◆ Your instructions: Can you rewrite the listing with "flower raceme" swapped for "flower cluster" everywhere it appears, keeping everything else unchanged and leaving out the pictures?

◆ Exercise input:
--- begin ---

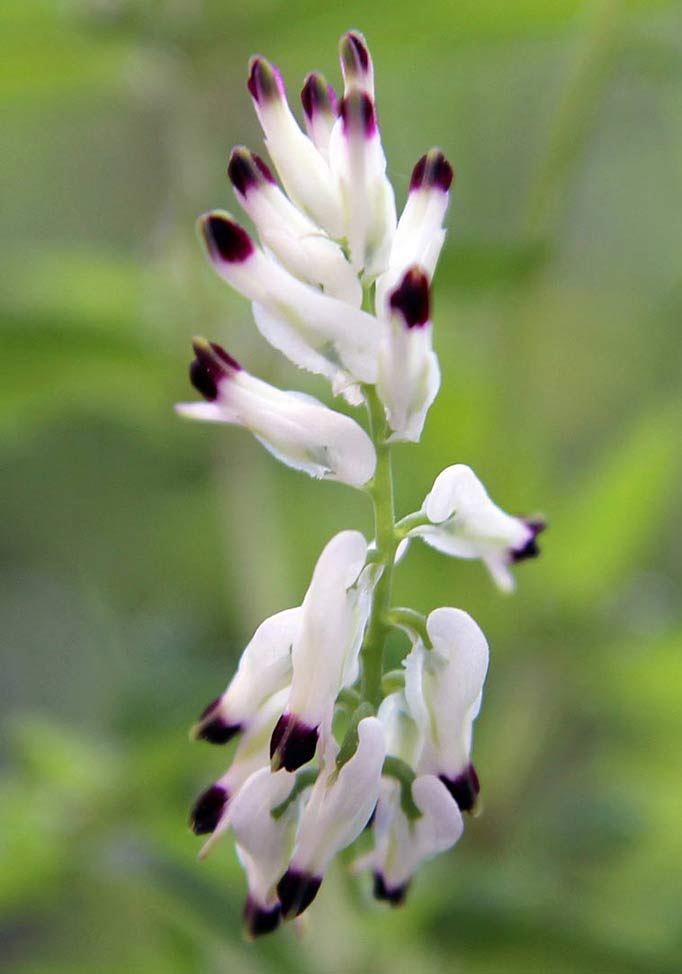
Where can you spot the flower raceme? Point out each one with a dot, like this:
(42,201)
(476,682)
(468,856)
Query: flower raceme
(327,744)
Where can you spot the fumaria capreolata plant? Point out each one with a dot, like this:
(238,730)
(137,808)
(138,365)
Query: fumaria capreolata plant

--- end ---

◆ Result:
Where can you spot the flower cluster? Point out each one with a dot, like this:
(42,201)
(476,682)
(468,856)
Query: flower cluster
(327,744)
Where can you spot the fumaria capreolata plant? Point out each one with a dot, like this:
(238,730)
(137,808)
(138,365)
Query: fumaria capreolata plant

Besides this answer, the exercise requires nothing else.